• _EXERCISE_
Reproduce the entries word for word, beginning at the line that contains "gray hat in this photo as pixel coordinates." and ending with the last line of the entries.

• _DATASET RECORDS_
_ _ _ _ _

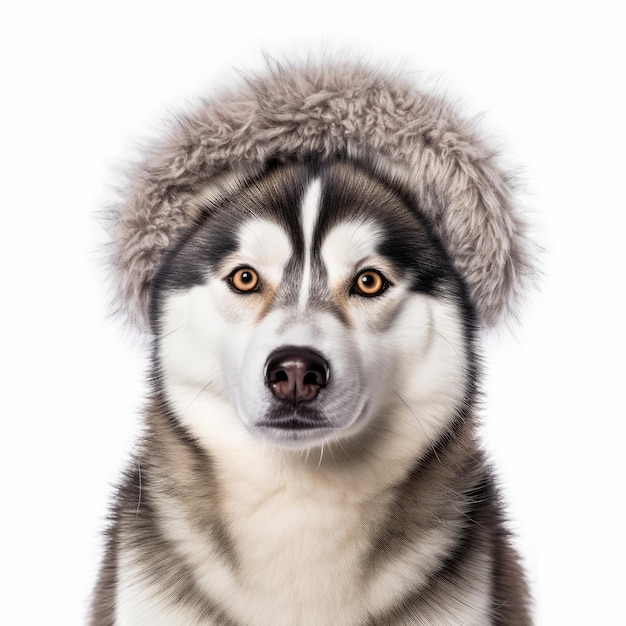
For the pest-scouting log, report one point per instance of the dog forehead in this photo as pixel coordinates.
(265, 242)
(350, 243)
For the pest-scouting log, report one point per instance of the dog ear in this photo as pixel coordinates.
(321, 110)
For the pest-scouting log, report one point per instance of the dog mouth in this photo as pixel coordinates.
(288, 418)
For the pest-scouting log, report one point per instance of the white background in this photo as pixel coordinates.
(79, 84)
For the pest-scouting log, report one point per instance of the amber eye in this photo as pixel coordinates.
(244, 279)
(369, 283)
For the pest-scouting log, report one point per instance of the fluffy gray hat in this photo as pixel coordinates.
(325, 109)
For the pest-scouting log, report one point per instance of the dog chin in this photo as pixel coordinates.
(303, 427)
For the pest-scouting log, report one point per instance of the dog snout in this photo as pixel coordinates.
(296, 374)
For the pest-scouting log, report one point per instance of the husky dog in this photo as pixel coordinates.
(313, 256)
(310, 454)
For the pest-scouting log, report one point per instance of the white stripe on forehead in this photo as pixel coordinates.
(348, 245)
(308, 218)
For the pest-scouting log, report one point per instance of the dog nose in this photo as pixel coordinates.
(296, 374)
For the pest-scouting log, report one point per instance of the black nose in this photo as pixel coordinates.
(296, 374)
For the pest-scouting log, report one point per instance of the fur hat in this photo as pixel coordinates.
(323, 110)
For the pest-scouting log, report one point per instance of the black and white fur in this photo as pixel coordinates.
(369, 503)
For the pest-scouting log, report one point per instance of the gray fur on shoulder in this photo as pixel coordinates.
(323, 109)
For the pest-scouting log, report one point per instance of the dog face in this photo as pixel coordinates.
(312, 305)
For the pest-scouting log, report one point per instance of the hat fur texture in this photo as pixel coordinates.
(320, 110)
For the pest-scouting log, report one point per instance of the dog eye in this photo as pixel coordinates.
(369, 283)
(244, 279)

_ _ _ _ _

• _COMPLETE ANSWER_
For the pest-scouting log, report one point per instance of the fluffy gray hat in this photo as pixel coordinates.
(325, 109)
For the pest-scouting log, report one point per instance of the dog chin in this photo as pixel coordinates.
(303, 427)
For the pest-scouting log, report one point per instance of the dog snout in this photo as pixel coordinates.
(296, 374)
For the pest-scouting log, report one point per instance of the husky dog in this photo as pixel coordinates.
(313, 256)
(310, 454)
For the pest-scouting log, report one point per instance of the white stripe on forehead in this photo as pixel coordinates.
(348, 245)
(308, 218)
For the pest-scouting log, report one point per instance of the dog nose in this photo as pixel coordinates.
(296, 374)
For the pest-scouting log, report one point per instance of the black nose in this photo as pixel coordinates.
(296, 374)
For the pest-scouting log, report one point per instance of the fur hat in this photo as pixel coordinates.
(323, 110)
For the pest-scouting log, report one point per instance of the black and white fur in this photo as pixel coordinates.
(369, 503)
For the pest-scouting log, report one point per instance of the gray fur on shoulder in this photo as pixel coordinates.
(323, 109)
For the pest-scouting log, report one point per instance of the dog face in this photo as pixel coordinates.
(312, 305)
For the pest-scouting log, report one point per instance of the hat fur texture in this photo as pixel coordinates.
(320, 110)
For the pest-scouting log, report one point per instance of the dog eye in this photo as pixel coordinates.
(369, 283)
(244, 279)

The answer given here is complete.